Muitos desses sujeitos haviam sido vacinados ha 30, 25, e 20 anos atrás, e
apresentavam marcas ou sinais de pústulas vacínicas verdadeiras ou genuínas.
Estes exemplos, que são numerosos, não só falam bem alto a favor da
importância, e verdade, da vacina, como não menos contra o erro, em que laboram
muitos médicos, que sustentam a necessidade da revacinação. Para mim é facto
averiguado, e fora de toda a dúvida, que a vacina, uma vez reconhecida como boa
e verdadeira, preserva por toda a vida do sujeito vacinado, e portanto desnecessária
se torna a revacinação depois de passado certo número de anos, como sustentam e
aconselham alguns práticos.

══════════

- **Instruções do exercício**
Segundo o excerto sobre a vacina, por que motivo a revacinação é considerada desnecessária? Responda em uma a três frases.

- **Dados fornecidos**
══════════

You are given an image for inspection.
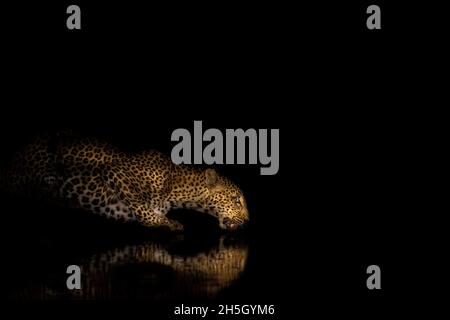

══════════

- **Resposta**
A revacinação é considerada desnecessária porque a vacina, uma vez reconhecida como boa e verdadeira, preserva o sujeito vacinado por toda a vida. Os exemplos de sujeitos vacinados havia 30, 25 e 20 anos, com marcas de pústulas vacínicas verdadeiras, são apresentados como argumento contra a necessidade de revacinar.